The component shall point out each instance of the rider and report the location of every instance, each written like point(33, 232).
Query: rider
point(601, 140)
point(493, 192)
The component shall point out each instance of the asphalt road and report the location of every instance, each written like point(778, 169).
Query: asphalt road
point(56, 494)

####

§ Job
Repeat every one of the items above word for word, changing nothing.

§ The answer
The component shall point out each instance of the rider and report the location of every instance, each written like point(33, 232).
Query: rider
point(601, 140)
point(493, 192)
The component shall point out each instance of the asphalt road and report the location of every instance, each written like point(778, 169).
Query: asphalt road
point(56, 494)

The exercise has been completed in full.